* _Passage to read_
"""
Toxic toys sold in Metro malls, shops
A pro-environment watchdog on Wednesday called on the government to ban the use of chemicals in children’s toys and draft a law protecting them from toxic substances.
Ecowaste Coalition made the appeal after 30 percent of the 200 local and imported toys it recently tested came out positive for “at least one toxic metal above levels of concern.”
In its “State of Toys Analysis,” the group said the toys were bought from bargain stores in Baclaran, Divisoria, “ukay-ukay” (secondhand thrift shops) and shopping malls in Metro Manila.
It added that the tests it conducted jointly with International POPs Elimination Network (IPEN) showed at least 60 toys contained at least one of the following chemicals—lead, mercury, chromium, antimony, arsenic and cadmium.
The toys that were tested included dolls, action figures, toy cars and play makeup like eye shadow and lipstick.
"""
* _Given entries_
"""
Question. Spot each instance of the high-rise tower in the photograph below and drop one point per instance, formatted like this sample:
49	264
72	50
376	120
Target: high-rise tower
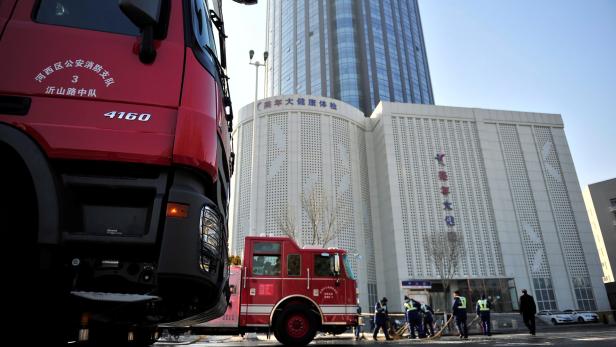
"""
* _Exercise instructions_
a. In the article on toxic toys, what led Ecowaste Coalition to urge the government to ban chemicals in children's toys? Answer in one to three sentences.
b. According to the article on toxic toys, which network ran the tests together with Ecowaste Coalition?
c. Extend the article on toxic toys with a few more sentences, starting after its final line.

* _Solved problems_
a. Ecowaste Coalition made its appeal after testing 200 local and imported toys. Thirty percent of them came out positive for at least one toxic metal above levels of concern.

b. The International POPs Elimination Network (IPEN).

c.
“The findings raise valid safety concerns for toxic exposure among children and send a strong signal to the toy industry to shape up, phase out harmful chemicals in their products and shift to safer ingredients,” said visiting American scientist Dr. Joseph DiGangi, IPEN science and policy adviser.
From July 17 to 19, DiGangi conducted toxic tests on toys using an X-ray fluorescence analyzer, a scanner for toxic content used by the United States Environmental Protection Agency and Consumer Product Safety Commission.
According to Ecowaste, exposure to any of the chemicals found in the toys can be harmful to one’s health.
Lead, for example, can inhibit “sensory, motor, cognitive and behavioral development” in children which is “irreversible and persists into adolescence and adulthood,” it said.
On the other hand, “mercury is poisonous to the kidneys and can affect the nervous, cardiovascular, respiratory, gastrointestinal, hematologic, immune, and reproductive systems,” the group added.
The chemical can also diminish IQ and even compromise “motor function, attention and visual-spatial performance,” it said.
Ecowaste’s Project Protect coordinator Thony Dizon, meanwhile, called on manufacturers not to engage in the production, trade and sale of toxic toys as he noted that 70 percent of the toys they tested were found to be safe.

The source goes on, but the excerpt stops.